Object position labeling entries
■ ■ ■ ■

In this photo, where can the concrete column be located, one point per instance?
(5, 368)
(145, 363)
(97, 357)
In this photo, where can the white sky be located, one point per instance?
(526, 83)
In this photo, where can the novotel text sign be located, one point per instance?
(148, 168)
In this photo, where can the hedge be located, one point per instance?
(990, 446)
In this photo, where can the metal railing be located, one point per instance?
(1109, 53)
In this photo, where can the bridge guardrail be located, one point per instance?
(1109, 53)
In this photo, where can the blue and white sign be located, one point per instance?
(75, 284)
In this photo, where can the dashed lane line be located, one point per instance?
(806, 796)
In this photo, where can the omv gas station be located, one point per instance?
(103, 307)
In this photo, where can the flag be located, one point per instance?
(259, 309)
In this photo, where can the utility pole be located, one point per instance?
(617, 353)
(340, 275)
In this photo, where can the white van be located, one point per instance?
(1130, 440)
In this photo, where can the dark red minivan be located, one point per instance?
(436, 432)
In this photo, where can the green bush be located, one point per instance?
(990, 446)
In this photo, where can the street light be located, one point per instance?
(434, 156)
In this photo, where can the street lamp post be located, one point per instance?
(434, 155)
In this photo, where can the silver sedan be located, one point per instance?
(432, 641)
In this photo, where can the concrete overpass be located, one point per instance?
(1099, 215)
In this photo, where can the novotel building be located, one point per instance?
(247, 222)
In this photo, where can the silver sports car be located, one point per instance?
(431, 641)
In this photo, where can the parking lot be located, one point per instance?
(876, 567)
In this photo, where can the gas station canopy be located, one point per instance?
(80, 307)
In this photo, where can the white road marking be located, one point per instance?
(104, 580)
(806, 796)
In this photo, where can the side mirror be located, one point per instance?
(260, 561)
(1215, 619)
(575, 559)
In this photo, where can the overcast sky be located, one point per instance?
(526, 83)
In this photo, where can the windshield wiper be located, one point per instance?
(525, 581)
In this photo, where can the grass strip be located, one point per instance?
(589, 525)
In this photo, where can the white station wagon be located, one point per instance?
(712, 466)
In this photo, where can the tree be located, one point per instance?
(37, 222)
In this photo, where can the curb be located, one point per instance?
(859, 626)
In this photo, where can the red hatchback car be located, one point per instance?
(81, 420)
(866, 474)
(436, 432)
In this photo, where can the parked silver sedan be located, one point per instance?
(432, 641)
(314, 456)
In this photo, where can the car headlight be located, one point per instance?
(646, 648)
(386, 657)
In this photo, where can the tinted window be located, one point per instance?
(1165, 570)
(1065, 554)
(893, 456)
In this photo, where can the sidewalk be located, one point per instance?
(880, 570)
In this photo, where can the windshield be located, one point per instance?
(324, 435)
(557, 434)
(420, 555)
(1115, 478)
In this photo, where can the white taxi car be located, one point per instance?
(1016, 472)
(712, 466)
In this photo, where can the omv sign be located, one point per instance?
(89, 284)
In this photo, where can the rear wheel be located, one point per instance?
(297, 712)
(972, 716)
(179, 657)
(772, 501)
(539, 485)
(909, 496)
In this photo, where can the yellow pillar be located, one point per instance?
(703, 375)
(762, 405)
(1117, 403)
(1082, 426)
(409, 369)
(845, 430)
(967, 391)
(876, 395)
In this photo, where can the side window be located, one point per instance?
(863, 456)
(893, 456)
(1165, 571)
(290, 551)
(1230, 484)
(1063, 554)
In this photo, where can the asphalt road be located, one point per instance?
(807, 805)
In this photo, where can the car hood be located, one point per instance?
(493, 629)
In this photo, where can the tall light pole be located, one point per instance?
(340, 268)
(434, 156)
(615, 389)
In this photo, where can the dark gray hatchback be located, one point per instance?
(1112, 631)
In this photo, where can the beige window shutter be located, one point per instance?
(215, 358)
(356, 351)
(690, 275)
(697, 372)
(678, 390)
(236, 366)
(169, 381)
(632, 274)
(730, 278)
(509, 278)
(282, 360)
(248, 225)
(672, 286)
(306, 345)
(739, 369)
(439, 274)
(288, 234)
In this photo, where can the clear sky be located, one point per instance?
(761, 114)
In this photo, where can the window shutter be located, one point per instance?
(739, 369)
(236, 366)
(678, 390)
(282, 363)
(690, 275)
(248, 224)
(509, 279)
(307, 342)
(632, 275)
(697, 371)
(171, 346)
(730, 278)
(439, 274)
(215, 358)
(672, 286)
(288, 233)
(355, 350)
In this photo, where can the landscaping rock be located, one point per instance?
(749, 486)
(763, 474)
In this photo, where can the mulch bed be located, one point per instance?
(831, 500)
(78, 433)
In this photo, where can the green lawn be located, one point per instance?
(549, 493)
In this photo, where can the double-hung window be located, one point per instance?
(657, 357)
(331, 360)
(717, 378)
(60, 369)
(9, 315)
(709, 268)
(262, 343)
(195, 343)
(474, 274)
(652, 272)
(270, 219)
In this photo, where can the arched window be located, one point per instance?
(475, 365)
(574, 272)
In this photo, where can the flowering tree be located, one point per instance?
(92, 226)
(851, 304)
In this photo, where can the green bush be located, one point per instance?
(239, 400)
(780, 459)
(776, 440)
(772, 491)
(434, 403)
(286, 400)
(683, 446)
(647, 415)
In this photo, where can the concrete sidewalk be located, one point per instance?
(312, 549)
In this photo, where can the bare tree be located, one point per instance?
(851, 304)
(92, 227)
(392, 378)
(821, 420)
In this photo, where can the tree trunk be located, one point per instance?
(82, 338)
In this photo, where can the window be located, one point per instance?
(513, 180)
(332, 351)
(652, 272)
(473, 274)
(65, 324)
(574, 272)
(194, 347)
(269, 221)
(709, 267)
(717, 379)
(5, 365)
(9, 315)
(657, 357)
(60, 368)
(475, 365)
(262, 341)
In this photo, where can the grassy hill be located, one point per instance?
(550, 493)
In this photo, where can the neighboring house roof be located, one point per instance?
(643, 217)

■ ■ ■ ■

*Requirements*
Please copy out each record, character for character.

*Answer in full*
In this photo, where can the concrete column be located, one point per instance?
(5, 368)
(145, 363)
(97, 357)
In this photo, where can the white sky be located, one point per instance?
(526, 83)
In this photo, where can the novotel text sign be located, one point per instance?
(148, 168)
In this photo, where can the hedge be located, one point per instance?
(990, 446)
In this photo, where can the metal railing be located, one point per instance?
(1109, 53)
In this photo, where can the bridge guardrail be located, one point per instance?
(1109, 53)
In this photo, where can the blue and white sign be located, one point per instance?
(75, 284)
In this photo, where can the dashed lane line be located, one point per instance?
(806, 796)
In this photo, where can the omv gas station be located, one point per instance?
(103, 307)
In this photo, where can the flag be located, one point per instance?
(259, 309)
In this photo, where can the utility pole be located, one point per instance?
(617, 353)
(340, 275)
In this photo, where can the white van be located, one point per instance?
(1130, 440)
In this photo, where can the dark red minivan be located, one point per instance?
(436, 432)
In this photo, where can the green bush be located, one point per instance?
(990, 446)
In this photo, where can the street light be located, one point per instance?
(434, 156)
In this photo, where can the street lamp post be located, one point per instance?
(434, 155)
In this photo, where can the silver sedan be located, one point per instance?
(432, 641)
In this photo, where can the concrete overpass be located, one point per instance?
(1099, 215)
In this photo, where can the novotel building be located, one point per instance?
(247, 222)
In this photo, where can the silver sports car be located, one point per instance?
(431, 641)
In this photo, where can the parking lot be located, one point per instance?
(876, 567)
In this photo, where can the gas station canopy be located, one point per instance?
(80, 307)
In this photo, where can the white road marking be located, one point per instance?
(104, 580)
(806, 796)
In this photo, where can the side mirror be located, one point per instance?
(260, 561)
(1215, 619)
(575, 559)
In this photo, where can the overcast sky be located, one point per instance?
(526, 83)
In this photo, where can the windshield wiper be located, one point per instance?
(525, 581)
In this photo, where can the grass strip be located, one point per instance?
(589, 525)
In this photo, where can the white station wagon be located, one point per instance?
(712, 466)
In this photo, where can the tree be located, one point per instance?
(37, 222)
In this photo, where can the curb be located, one point per instance?
(859, 626)
In this photo, where can the red hatchback car be located, one point per instance?
(81, 420)
(866, 474)
(436, 432)
In this photo, where can the parked silver sedan be located, one point per instance?
(432, 641)
(314, 456)
In this photo, where can the car headlight be located, one point per instance?
(646, 648)
(386, 657)
In this photo, where can the tinted window be located, one point per instance?
(1165, 570)
(1065, 554)
(893, 456)
In this photo, where can the sidewalk be located, one point per instance?
(880, 570)
In this photo, where can the windshield be located, one point per instance?
(324, 435)
(557, 434)
(420, 555)
(1115, 478)
In this photo, where can the white taxi car be located, one point per instance?
(1016, 472)
(712, 466)
In this photo, where can the omv sign be located, one point per instance?
(89, 284)
In this photo, where can the rear wheel be located, one point per instance?
(297, 712)
(972, 716)
(179, 657)
(772, 501)
(539, 485)
(909, 496)
In this photo, where can the yellow pillar be located, one point per instance?
(703, 375)
(762, 405)
(1117, 403)
(1082, 426)
(409, 369)
(845, 430)
(967, 391)
(876, 395)
In this photo, where can the side window be located, one point per instance?
(863, 456)
(893, 456)
(1165, 571)
(290, 551)
(1230, 484)
(1063, 554)
In this photo, where can the asphalt road be located, one point per instance?
(807, 805)
In this photo, where can the car hood be located, one point per instance?
(493, 629)
In this photo, where can the tall light pole be located, one point per instance?
(340, 268)
(434, 156)
(615, 389)
In this photo, where can the dark gray hatchback be located, one point per instance?
(1112, 631)
In this photo, where can the beige window shutter be located, one point per instance?
(215, 358)
(356, 351)
(690, 275)
(697, 372)
(678, 390)
(236, 366)
(169, 381)
(632, 274)
(730, 278)
(509, 278)
(282, 360)
(248, 225)
(672, 286)
(306, 345)
(739, 369)
(439, 274)
(288, 234)
In this photo, where can the clear sky be located, one point per instance?
(761, 114)
In this photo, where can the window shutter be located, one point per instance?
(739, 369)
(236, 366)
(678, 390)
(282, 363)
(690, 275)
(248, 224)
(509, 279)
(307, 342)
(632, 275)
(697, 371)
(171, 346)
(730, 278)
(439, 274)
(215, 358)
(672, 286)
(288, 233)
(355, 350)
In this photo, where can the landscaping rock be located, one point per instance?
(749, 486)
(763, 474)
In this photo, where can the mulch bed be located, one point per instance?
(831, 500)
(78, 433)
In this photo, where can the green lawn be located, one point per instance?
(549, 493)
In this photo, where can the double-hung window be located, one point per instance?
(657, 357)
(331, 360)
(717, 378)
(60, 369)
(9, 315)
(709, 268)
(262, 343)
(195, 343)
(474, 274)
(652, 272)
(270, 219)
In this photo, where can the arched window be located, one point per instance?
(475, 365)
(574, 272)
In this photo, where can the flowering tree be located, one point per instance?
(92, 226)
(851, 304)
In this photo, where can the green bush be located, one point per instance?
(239, 400)
(780, 459)
(776, 440)
(772, 491)
(434, 403)
(286, 400)
(683, 446)
(647, 415)
In this photo, where can the concrete sidewalk be located, one point per instance?
(312, 549)
In this photo, where can the bare tree be located, one point per instance?
(851, 304)
(92, 227)
(392, 378)
(821, 420)
In this photo, where can the tree trunk be located, one point per instance?
(82, 338)
In this photo, where can the window be located, one point per instance?
(513, 180)
(332, 351)
(652, 272)
(473, 274)
(65, 324)
(574, 272)
(194, 347)
(269, 221)
(709, 267)
(717, 379)
(5, 365)
(9, 315)
(657, 357)
(60, 368)
(475, 365)
(262, 341)
In this photo, where can the grassy hill be located, one point per instance?
(550, 493)
In this photo, where can the neighboring house roof be located, one point per instance?
(643, 217)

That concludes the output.